Work required →
Output the data exactly, with every line intact.

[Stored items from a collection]
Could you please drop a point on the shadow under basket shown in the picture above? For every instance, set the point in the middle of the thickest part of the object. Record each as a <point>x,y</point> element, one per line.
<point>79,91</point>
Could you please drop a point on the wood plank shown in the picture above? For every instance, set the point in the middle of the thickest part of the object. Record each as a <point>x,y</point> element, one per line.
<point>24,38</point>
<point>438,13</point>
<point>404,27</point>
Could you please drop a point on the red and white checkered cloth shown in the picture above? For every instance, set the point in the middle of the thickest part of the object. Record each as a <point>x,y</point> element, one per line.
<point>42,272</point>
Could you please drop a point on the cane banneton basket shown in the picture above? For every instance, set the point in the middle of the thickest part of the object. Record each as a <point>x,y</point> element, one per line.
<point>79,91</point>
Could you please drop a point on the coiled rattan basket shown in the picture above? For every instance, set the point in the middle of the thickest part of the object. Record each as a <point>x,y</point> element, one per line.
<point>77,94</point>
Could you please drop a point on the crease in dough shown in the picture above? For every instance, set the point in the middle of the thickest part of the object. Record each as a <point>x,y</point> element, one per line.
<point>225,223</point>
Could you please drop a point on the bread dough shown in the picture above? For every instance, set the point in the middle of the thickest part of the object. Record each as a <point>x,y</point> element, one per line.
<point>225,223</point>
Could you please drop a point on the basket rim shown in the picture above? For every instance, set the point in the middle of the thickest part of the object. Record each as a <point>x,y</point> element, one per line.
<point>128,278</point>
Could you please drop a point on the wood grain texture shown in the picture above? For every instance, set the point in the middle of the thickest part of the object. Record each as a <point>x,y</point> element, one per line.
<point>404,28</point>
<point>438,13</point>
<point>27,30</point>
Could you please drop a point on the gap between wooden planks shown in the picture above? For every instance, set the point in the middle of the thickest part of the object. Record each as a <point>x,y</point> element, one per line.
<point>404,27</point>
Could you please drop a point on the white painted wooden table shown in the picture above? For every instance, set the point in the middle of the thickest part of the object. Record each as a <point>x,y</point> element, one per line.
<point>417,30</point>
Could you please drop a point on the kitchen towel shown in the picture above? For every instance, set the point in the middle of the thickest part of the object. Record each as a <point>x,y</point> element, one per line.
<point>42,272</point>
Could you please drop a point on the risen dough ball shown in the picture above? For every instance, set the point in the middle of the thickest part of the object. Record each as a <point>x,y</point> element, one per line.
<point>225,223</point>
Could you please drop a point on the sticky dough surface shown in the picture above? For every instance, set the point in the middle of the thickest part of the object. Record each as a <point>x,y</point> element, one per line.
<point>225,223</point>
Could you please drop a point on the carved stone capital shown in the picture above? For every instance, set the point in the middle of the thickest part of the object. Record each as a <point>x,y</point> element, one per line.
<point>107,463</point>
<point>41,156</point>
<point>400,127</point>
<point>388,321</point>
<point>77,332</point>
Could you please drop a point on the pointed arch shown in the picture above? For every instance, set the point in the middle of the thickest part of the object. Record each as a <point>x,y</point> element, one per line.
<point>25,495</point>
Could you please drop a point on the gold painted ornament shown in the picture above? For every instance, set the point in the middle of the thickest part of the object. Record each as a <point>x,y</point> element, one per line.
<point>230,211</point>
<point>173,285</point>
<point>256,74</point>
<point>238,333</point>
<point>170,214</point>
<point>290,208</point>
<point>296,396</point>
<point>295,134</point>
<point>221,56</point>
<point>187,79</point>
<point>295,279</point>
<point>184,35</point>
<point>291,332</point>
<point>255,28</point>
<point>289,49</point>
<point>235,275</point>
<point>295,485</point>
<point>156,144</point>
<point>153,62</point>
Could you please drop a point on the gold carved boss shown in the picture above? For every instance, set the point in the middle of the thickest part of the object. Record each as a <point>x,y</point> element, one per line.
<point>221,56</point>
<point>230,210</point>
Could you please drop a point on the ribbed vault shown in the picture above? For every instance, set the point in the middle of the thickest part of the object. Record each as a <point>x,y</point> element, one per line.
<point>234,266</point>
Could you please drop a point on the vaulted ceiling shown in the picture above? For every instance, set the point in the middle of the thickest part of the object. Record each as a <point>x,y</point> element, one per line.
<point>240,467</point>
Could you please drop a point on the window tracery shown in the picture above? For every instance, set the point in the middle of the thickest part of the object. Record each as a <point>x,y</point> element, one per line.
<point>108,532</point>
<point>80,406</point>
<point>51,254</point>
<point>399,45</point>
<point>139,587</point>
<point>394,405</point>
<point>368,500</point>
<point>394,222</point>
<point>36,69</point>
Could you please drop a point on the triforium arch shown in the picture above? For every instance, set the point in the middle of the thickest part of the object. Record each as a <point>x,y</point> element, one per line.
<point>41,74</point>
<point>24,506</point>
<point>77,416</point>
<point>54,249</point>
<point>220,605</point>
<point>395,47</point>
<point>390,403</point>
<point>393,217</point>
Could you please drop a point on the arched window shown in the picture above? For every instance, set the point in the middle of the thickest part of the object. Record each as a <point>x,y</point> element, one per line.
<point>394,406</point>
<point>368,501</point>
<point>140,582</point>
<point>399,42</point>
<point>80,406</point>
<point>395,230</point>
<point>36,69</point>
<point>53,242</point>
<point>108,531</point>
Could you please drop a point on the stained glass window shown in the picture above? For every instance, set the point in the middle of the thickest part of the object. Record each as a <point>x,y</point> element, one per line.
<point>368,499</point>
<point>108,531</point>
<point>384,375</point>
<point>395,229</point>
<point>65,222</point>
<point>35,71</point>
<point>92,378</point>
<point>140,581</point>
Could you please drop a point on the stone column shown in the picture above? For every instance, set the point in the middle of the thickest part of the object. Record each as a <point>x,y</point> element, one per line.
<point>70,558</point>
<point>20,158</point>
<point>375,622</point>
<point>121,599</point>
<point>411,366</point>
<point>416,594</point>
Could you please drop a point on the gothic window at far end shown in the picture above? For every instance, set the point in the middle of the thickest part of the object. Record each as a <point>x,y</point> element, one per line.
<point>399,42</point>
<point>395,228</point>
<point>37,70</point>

Completed task →
Could you please drop a point on the shadow under basket shown in the picture above? For every instance, set the point in the middle of the thickest part of the object. Record each as a <point>x,y</point> element, one per line.
<point>79,91</point>
Could you please drop a point on the wood plank shown in the picture above? For every instance, set the point in the middle of the thickest part of the object. Record each as a <point>x,y</point> element, one per line.
<point>24,38</point>
<point>438,13</point>
<point>404,27</point>
Could you please drop a point on the red and white checkered cloth shown in the picture above? For every instance, set the point in the middle of the thickest part of the object. Record each as a <point>x,y</point> element, one per line.
<point>42,272</point>
Could you please drop a point on the cane banneton basket shown in the picture above? For every instance, set the point in the middle of the thickest part of the object. Record each as a <point>x,y</point> element, one per line.
<point>79,91</point>
Could you please drop a point on the coiled rattan basket shown in the picture above? For every instance, set the point in the middle of the thickest part of the object. Record each as a <point>x,y</point> element, one per line.
<point>77,94</point>
Could you please drop a point on the crease in dough shown in the picture above? For every instance, set the point in the middle of the thickest part of the object. Record each as a <point>x,y</point> element, one per line.
<point>225,223</point>
Could you please drop a point on the bread dough shown in the picture above? For every instance, set the point in the middle of the thickest part of the object. Record each as a <point>x,y</point> element, one per line.
<point>225,223</point>
Could you please drop a point on the basket rim shown in the picture above? For every instance, set the point in the middle of the thickest part of the object. Record each as a <point>x,y</point> element, one per line.
<point>128,278</point>
Could you please drop a point on the wood grain texture shown in the picture above? For every instance, set the point in the middle of the thickest part of the object. Record each as a <point>x,y</point> element, one per line.
<point>404,28</point>
<point>438,13</point>
<point>27,30</point>
Could you please drop a point on the gap between wooden planks shown in the picture above? For every instance, set the point in the middle of the thickest part of the object. Record each as a <point>x,y</point> element, one per line.
<point>404,27</point>
Could you please drop a point on the white painted wooden table shown in the picture above? For every instance, set the point in the middle of the thickest part of the object. Record each as a <point>x,y</point> element, one per line.
<point>417,30</point>
Could you please drop a point on the kitchen towel shown in the picture above? For every instance, set the point in the middle of the thickest part of the object. Record each as a <point>x,y</point> element, one per line.
<point>42,272</point>
Could you please drop a point on the risen dough ball shown in the picture above? For every instance, set the point in the middle of the thickest part of the object. Record each as a <point>x,y</point> element, one per line.
<point>225,223</point>
Could you please drop a point on the sticky dough surface shown in the picture above? For every instance, set the point in the middle of the thickest part of the object. Record each as a <point>x,y</point> element, one per line.
<point>225,223</point>
Could you please drop a point on the carved stone capital shown in the picture above? For every instance, set the point in the middle of the thickest part of the object. Record each as a <point>x,y</point> element, one per line.
<point>107,463</point>
<point>41,156</point>
<point>400,127</point>
<point>388,321</point>
<point>77,332</point>
Could you please drop a point on the pointed arch shown in the picture above? For every instance, set the point in the middle of the thickest part of the object. Record each as a <point>x,y</point> element, one per line.
<point>25,495</point>
Could you please drop a point on the gold painted ornament shown in the picture above? For every instance, set the point in the middle of the thickest part of the object. Record each as a <point>x,y</point> element, one per line.
<point>230,211</point>
<point>173,285</point>
<point>256,74</point>
<point>238,333</point>
<point>170,214</point>
<point>290,208</point>
<point>296,396</point>
<point>295,134</point>
<point>221,56</point>
<point>187,79</point>
<point>295,279</point>
<point>184,35</point>
<point>291,332</point>
<point>255,28</point>
<point>289,49</point>
<point>235,275</point>
<point>295,485</point>
<point>156,144</point>
<point>153,62</point>
Could you please drop a point on the gold carved boss shown in the picture above? For every instance, set the point in the middle of the thickest part of the object. Record each as a <point>x,y</point> element, one per line.
<point>221,56</point>
<point>230,210</point>
Could you please drop a point on the ribbed vault shown in the picture above? For every instance, set the point in the middle of the thickest part of the object. Record each as a <point>x,y</point> element, one per line.
<point>234,266</point>
Could you please drop a point on the vaulted ceiling shown in the picture above? For every instance, set the point in the middle of the thickest part of the object. Record each as a <point>x,y</point> element, one per line.
<point>240,467</point>
Could you please drop a point on the window tracery shown in the picture above? For every instance, set the point in the middle of the thickest part of the object. Record each as a <point>x,y</point> element, one per line.
<point>108,532</point>
<point>80,406</point>
<point>51,254</point>
<point>399,45</point>
<point>139,587</point>
<point>394,405</point>
<point>368,500</point>
<point>394,222</point>
<point>36,69</point>
Could you please drop a point on the triforium arch shown in the picture above? For every instance, set the point in the middle of the thickest part of the object. Record each as a <point>x,y</point> element, one per line.
<point>41,74</point>
<point>24,506</point>
<point>77,416</point>
<point>54,249</point>
<point>220,605</point>
<point>395,47</point>
<point>390,403</point>
<point>393,217</point>
Could you please drop a point on the arched window shown in the picture above? For every instance, set the point in the middle of the thickest part of the object. Record each as a <point>x,y</point> element, one per line.
<point>394,406</point>
<point>368,501</point>
<point>140,582</point>
<point>399,42</point>
<point>80,406</point>
<point>395,230</point>
<point>36,69</point>
<point>53,242</point>
<point>108,531</point>
Could you please drop a point on the stained glass window shown in the picture above? For every instance, set the point in the middle of the thickest part of the object. Record each as a <point>x,y</point> element, one per line.
<point>368,499</point>
<point>108,531</point>
<point>384,375</point>
<point>395,229</point>
<point>65,222</point>
<point>35,71</point>
<point>92,378</point>
<point>140,581</point>
Could you please drop a point on the stone column shown in the picture above? For every instance, set the point in the middle of the thickest part of the object. Record each as a <point>x,y</point> element, one per line.
<point>70,558</point>
<point>20,158</point>
<point>375,622</point>
<point>121,599</point>
<point>411,366</point>
<point>416,594</point>
Could you please drop a point on the gothic window at far end shown in the picture above? For every instance, set the point in the middle of the thickest part of the object. Record each as a <point>x,y</point> element, one per line.
<point>399,42</point>
<point>395,228</point>
<point>37,70</point>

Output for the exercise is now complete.